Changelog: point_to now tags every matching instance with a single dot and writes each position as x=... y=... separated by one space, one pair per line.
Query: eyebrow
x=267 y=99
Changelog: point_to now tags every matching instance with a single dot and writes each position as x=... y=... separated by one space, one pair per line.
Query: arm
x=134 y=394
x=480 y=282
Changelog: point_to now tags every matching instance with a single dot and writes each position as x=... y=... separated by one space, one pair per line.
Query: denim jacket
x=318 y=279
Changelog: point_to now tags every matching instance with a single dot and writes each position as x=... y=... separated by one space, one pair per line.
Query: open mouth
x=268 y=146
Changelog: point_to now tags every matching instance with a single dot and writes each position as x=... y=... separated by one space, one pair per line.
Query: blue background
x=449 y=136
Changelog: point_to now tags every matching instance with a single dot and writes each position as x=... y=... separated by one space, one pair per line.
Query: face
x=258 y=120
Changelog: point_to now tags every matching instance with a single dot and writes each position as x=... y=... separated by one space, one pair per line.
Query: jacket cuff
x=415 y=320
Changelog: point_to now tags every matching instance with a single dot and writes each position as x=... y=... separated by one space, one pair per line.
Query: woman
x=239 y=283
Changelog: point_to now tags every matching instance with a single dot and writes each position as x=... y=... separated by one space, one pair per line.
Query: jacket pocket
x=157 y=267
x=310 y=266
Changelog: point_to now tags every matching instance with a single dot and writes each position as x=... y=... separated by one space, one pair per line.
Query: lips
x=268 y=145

**WHAT THE TASK REQUIRES:**
Output the line containing "Query: jacket pocket" together with all later lines of the entries, exactly as written, through the final line.

**RESPONSE TO THE EXERCISE:**
Query: jacket pocket
x=157 y=267
x=310 y=266
Changelog: point_to now tags every matching instance with a single dot and writes each position as x=... y=... separated by one space, one pair per line.
Query: lips
x=268 y=145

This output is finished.